Every line from the one that includes "Thanks for the photo. Could you please mark the dark" to the end of the entries should be written out exactly, with the first and last included.

━━━ Task material ━━━

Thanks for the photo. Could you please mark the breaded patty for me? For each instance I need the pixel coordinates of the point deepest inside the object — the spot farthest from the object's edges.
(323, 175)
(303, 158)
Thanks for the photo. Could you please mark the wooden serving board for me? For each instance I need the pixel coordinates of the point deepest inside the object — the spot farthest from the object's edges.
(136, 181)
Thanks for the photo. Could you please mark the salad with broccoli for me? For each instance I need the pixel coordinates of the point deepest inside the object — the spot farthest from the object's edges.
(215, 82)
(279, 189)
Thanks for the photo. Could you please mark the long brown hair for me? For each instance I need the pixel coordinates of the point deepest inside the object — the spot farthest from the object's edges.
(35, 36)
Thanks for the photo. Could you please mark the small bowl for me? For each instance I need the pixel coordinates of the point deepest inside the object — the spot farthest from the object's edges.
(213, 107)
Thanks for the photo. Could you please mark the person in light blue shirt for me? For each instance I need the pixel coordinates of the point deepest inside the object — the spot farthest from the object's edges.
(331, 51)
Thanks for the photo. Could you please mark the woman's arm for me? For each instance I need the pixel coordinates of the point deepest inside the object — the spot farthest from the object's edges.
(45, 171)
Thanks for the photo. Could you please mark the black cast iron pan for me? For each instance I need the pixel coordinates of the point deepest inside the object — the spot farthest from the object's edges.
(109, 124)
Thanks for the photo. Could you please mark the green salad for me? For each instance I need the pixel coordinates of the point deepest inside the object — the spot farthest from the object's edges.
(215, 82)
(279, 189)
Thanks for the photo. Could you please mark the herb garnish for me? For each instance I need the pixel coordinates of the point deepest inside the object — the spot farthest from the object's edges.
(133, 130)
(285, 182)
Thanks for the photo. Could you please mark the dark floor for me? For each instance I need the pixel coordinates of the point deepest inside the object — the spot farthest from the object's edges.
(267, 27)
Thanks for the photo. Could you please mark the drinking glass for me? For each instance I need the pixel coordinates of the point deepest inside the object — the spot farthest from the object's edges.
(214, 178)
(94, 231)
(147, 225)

━━━

Solution for this exercise:
Thanks for the photo. Could you please mark the dark floor for me? For each instance I need the pixel coordinates of the point deepest inside the object — the spot farthest from the object's edges.
(267, 27)
Thanks for the photo. Could you please mark the drinking glass for me? For each instance I need the pixel coordinates of the point deepest inside the object — the spot farthest from the object's edges.
(214, 178)
(94, 231)
(147, 225)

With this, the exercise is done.